▶ **Exercise prompt**: Please take the lines from the one holding "form [(296, 323)]." through the one holding "form [(62, 137)]." in the data below and copy them exactly.

Data items:
════════════════
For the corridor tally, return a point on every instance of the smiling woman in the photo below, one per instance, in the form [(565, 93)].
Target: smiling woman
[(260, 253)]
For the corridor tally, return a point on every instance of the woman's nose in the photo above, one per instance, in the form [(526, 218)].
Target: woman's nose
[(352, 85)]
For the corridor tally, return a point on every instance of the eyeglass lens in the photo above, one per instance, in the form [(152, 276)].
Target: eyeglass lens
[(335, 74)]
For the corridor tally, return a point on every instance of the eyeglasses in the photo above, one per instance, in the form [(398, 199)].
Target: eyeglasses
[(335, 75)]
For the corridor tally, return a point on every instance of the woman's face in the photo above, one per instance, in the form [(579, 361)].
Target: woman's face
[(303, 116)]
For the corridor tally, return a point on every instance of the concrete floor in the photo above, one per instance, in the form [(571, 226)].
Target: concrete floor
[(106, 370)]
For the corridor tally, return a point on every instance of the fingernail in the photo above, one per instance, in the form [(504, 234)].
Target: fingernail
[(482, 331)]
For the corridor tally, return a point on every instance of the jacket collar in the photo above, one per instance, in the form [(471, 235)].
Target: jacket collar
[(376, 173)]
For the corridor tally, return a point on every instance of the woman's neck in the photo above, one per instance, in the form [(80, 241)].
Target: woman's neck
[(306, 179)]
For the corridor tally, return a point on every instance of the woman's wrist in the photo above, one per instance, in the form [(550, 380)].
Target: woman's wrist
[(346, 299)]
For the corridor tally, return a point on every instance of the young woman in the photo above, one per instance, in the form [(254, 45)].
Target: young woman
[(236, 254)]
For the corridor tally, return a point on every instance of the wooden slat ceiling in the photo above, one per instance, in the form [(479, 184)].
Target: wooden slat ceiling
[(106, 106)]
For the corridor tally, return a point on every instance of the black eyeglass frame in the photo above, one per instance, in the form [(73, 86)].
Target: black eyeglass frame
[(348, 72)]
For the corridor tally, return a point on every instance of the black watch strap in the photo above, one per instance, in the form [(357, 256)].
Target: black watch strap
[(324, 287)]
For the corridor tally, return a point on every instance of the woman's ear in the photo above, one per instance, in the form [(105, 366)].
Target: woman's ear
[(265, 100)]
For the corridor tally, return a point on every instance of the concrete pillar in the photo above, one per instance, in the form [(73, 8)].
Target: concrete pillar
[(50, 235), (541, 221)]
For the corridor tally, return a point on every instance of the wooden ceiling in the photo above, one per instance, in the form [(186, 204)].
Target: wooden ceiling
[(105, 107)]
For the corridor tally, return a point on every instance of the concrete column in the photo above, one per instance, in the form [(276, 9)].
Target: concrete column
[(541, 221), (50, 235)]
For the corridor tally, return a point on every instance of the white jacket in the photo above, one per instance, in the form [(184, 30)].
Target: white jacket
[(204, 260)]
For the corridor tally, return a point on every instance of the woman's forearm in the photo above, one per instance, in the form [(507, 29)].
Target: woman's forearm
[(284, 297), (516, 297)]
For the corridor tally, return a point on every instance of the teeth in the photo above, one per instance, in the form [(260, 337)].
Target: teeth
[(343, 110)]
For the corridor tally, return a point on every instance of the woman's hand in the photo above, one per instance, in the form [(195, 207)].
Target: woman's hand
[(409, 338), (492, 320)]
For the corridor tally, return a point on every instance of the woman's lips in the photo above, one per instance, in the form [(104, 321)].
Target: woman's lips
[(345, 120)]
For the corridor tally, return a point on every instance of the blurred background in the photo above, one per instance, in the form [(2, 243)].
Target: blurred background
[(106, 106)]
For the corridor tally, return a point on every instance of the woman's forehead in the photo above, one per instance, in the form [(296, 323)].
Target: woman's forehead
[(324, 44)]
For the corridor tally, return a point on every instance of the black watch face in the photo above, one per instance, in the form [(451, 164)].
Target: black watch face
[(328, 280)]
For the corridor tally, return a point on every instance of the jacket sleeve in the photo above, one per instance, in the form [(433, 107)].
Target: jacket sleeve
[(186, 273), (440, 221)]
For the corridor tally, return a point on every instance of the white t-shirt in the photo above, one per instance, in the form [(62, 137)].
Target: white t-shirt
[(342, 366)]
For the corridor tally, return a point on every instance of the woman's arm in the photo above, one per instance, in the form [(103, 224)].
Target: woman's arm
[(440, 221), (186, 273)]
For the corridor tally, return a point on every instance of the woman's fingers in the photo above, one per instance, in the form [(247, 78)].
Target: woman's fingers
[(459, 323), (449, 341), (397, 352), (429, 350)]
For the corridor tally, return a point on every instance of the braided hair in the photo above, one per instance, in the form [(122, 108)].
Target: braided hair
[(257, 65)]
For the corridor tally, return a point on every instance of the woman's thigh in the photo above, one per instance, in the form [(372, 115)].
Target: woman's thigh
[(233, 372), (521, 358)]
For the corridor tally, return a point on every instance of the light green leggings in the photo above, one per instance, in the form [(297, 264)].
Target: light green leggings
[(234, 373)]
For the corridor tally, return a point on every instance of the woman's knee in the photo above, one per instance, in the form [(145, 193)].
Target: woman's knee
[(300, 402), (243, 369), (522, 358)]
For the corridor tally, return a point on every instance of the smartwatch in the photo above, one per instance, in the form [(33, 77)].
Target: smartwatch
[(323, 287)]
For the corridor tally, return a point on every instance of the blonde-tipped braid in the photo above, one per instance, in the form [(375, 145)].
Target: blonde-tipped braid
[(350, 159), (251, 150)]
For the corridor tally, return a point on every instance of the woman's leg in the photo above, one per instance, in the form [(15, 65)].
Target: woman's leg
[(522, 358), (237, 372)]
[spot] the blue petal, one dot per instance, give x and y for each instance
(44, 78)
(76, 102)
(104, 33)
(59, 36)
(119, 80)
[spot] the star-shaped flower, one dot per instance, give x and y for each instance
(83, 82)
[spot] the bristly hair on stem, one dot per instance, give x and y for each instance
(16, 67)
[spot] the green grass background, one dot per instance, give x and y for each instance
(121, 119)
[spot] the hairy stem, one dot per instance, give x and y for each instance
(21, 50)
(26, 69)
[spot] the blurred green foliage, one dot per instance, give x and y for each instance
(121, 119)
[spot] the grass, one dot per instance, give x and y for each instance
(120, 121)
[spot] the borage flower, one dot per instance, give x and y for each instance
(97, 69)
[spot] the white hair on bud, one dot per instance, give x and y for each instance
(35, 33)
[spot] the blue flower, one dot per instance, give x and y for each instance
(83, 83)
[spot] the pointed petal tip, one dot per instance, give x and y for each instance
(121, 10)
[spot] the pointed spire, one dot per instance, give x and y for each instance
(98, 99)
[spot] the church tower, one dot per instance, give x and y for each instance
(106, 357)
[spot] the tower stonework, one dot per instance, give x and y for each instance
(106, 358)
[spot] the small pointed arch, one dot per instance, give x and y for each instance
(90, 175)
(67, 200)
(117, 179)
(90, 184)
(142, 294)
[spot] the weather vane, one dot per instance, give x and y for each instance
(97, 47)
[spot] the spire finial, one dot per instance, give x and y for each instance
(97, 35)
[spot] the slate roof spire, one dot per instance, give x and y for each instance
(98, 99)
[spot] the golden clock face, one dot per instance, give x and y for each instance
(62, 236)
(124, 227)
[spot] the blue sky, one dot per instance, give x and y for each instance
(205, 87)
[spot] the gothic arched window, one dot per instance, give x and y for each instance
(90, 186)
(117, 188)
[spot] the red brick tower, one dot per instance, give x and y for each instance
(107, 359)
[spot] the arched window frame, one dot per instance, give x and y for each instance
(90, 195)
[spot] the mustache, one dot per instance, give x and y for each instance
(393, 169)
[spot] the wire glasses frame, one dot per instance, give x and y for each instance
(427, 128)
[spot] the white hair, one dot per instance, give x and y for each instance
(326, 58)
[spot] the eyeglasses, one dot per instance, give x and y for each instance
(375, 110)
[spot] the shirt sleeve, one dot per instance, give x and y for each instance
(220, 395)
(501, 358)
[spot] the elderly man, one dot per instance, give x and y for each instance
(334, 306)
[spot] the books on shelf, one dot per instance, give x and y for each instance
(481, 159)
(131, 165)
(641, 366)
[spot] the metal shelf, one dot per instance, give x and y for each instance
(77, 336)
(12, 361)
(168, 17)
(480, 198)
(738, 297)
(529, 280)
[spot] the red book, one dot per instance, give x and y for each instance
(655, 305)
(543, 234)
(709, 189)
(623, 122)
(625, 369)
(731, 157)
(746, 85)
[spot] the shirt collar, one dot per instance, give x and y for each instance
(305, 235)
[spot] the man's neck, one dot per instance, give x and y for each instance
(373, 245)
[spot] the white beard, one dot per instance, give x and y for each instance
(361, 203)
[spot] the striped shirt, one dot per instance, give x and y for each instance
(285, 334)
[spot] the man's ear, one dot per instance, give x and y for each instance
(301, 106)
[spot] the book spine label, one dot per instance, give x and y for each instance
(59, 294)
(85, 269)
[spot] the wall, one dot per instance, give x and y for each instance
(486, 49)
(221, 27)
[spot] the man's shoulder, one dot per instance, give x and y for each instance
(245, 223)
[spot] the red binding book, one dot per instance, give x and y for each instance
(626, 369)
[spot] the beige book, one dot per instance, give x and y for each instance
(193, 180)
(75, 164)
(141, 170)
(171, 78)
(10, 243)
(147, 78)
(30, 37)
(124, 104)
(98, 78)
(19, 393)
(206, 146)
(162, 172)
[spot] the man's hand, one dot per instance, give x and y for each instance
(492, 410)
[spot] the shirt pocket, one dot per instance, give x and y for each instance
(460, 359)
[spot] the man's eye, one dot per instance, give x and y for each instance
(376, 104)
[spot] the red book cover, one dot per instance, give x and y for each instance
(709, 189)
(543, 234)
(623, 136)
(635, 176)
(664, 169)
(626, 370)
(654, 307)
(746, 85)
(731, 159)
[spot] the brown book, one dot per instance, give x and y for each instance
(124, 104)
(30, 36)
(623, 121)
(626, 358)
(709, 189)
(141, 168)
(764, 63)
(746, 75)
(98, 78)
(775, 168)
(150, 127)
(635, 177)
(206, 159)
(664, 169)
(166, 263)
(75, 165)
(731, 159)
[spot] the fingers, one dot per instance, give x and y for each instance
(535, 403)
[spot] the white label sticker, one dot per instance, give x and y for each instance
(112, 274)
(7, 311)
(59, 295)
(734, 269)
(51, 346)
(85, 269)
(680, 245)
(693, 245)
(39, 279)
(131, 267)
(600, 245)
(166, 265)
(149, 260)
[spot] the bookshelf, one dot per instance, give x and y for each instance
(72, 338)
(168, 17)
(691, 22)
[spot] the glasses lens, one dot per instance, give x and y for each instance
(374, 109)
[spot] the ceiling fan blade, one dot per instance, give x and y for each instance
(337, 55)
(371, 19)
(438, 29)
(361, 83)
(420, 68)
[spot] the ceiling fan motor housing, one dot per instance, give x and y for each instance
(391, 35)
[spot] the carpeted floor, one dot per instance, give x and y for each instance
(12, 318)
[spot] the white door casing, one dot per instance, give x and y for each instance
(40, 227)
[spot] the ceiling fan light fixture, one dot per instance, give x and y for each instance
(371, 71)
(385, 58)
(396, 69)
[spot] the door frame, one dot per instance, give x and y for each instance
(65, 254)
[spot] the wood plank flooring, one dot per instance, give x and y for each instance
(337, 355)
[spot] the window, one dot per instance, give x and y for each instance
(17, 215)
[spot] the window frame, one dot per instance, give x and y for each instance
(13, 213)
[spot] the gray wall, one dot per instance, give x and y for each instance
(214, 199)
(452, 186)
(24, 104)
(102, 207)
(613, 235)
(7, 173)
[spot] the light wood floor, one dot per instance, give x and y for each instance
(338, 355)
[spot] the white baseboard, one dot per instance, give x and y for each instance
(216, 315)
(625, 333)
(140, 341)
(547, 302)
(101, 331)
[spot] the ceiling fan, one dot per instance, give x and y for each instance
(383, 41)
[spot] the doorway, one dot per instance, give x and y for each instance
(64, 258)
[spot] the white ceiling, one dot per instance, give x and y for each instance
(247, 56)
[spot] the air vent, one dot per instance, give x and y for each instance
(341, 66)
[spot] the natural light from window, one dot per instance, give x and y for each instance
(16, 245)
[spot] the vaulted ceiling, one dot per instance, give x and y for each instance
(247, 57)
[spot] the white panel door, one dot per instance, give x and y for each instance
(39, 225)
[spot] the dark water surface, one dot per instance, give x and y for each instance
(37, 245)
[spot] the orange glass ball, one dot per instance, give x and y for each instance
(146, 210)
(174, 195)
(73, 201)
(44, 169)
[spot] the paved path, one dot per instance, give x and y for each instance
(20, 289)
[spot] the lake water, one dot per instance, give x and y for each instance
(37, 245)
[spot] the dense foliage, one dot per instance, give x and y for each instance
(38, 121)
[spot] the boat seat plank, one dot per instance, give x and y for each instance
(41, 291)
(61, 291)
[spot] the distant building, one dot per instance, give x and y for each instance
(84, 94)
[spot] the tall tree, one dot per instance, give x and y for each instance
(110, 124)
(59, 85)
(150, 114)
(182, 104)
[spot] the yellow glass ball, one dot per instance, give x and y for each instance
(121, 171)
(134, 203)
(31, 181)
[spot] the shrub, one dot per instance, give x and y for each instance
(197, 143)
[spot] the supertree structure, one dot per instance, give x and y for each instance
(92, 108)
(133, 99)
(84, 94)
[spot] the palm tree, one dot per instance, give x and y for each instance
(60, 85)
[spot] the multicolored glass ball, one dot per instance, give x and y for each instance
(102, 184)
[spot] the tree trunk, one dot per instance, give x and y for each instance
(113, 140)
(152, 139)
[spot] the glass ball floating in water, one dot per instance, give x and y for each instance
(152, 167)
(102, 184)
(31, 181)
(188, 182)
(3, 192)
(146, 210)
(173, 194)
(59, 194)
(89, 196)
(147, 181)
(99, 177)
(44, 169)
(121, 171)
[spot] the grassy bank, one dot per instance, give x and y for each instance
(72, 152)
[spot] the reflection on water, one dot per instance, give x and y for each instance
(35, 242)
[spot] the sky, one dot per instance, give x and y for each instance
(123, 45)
════════════════
▶ **Result for this task**:
For the corridor tally, return a point on every instance of the woman's forehead in the photo above, one per instance, in the form [(296, 323)].
Target: woman's forehead
[(324, 44)]
For the corridor tally, return a point on every instance of the black watch face in the photo above, one per instance, in the form [(451, 164)].
Target: black watch face
[(328, 280)]
For the corridor tally, return a point on every instance of the jacket sleeve in the photo above, one per instance, in the form [(433, 107)].
Target: jacket sleeve
[(186, 273), (440, 221)]
For the corridor tally, return a point on every instance of the white t-shirt in the photo above, one per instance, in the form [(62, 137)].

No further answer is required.